▶ [Information supplied]
=======

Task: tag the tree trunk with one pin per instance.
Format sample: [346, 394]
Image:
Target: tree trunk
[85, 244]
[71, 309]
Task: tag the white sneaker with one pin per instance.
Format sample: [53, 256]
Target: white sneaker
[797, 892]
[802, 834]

=======

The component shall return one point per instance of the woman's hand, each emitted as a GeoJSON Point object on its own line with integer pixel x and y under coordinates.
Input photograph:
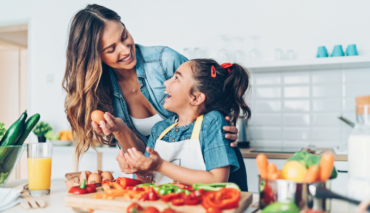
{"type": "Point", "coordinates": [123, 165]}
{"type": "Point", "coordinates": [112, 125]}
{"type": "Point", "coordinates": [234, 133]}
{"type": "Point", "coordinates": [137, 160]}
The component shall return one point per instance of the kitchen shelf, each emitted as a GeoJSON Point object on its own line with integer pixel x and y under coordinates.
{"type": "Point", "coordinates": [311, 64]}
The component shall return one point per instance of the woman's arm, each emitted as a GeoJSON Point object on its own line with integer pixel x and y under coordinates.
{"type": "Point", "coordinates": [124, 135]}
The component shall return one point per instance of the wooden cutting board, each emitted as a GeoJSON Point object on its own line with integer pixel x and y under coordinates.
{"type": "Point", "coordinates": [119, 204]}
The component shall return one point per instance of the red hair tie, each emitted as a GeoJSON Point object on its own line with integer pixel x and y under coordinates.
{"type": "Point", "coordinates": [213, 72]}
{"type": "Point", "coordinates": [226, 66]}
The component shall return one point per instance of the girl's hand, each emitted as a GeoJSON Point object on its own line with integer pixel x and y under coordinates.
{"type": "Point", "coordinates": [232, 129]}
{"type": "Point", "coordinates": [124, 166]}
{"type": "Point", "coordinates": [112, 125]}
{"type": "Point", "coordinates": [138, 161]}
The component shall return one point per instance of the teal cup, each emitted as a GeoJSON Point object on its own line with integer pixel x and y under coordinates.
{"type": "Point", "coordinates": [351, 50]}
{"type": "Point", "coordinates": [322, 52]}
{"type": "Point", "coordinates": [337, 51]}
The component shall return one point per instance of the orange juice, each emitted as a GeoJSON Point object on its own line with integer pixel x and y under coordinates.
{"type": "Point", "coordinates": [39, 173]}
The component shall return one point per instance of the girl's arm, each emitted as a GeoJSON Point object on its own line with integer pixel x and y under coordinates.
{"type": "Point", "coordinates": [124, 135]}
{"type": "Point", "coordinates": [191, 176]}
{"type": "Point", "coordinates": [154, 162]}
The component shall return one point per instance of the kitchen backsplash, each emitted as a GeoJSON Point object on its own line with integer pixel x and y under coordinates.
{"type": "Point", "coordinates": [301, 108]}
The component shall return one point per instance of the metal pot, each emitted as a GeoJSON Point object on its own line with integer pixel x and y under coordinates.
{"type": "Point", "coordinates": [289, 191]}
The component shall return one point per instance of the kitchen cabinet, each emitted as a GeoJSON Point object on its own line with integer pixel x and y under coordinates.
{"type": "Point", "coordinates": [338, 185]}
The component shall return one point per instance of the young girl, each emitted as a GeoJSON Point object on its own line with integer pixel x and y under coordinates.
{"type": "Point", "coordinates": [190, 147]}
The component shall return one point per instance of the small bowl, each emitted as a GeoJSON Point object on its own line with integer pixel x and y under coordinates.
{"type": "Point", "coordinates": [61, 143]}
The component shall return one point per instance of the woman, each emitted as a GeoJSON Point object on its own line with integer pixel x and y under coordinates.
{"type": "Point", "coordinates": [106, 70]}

=======

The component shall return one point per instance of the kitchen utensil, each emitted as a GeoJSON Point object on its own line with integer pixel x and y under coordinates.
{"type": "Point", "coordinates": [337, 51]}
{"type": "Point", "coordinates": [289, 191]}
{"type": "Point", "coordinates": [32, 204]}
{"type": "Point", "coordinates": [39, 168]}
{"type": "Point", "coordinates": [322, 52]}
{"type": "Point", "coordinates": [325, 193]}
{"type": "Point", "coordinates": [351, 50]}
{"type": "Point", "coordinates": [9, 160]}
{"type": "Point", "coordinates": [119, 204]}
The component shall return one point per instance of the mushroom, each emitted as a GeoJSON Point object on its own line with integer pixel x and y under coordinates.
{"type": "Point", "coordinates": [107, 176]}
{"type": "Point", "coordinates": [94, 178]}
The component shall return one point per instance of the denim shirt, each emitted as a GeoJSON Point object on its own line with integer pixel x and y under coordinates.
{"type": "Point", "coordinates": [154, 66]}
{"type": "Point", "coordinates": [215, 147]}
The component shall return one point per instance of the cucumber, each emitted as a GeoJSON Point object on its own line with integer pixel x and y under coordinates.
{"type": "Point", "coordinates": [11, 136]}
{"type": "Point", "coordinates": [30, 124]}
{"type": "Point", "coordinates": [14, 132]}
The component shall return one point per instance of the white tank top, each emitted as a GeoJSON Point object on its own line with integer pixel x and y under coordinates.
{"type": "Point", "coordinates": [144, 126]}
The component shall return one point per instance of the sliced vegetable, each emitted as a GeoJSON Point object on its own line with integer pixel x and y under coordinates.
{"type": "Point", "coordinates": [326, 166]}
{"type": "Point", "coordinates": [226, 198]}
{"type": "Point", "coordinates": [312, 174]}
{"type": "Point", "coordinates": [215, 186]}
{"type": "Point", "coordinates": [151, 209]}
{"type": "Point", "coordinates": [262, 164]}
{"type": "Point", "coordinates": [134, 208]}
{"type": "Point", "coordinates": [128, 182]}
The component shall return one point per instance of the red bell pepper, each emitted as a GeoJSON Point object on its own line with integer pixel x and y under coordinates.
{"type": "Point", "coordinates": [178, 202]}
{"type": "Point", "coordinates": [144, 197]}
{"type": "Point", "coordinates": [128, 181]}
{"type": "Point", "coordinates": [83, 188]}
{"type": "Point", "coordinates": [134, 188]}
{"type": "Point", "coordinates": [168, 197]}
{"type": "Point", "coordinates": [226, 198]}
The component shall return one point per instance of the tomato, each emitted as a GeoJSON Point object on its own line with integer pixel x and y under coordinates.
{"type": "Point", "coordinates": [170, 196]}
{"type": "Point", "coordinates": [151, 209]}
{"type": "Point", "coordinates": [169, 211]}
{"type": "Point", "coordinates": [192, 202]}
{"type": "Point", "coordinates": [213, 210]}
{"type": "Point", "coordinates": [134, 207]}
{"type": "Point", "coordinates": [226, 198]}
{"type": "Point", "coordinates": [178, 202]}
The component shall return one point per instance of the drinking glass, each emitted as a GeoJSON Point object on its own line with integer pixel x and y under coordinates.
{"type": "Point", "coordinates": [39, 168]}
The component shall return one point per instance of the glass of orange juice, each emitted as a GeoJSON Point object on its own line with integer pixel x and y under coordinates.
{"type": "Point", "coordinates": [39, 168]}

=======

▶ [Stated goal] Quote each line of the data above that contains the word "white".

▶ [Solution]
Task: tag the white sneaker with one pin per instance.
Target: white sneaker
The component shall return one point per instance of the white tank top, each emitted as a GeoJSON Point object on its own line with integer pixel x and y under coordinates.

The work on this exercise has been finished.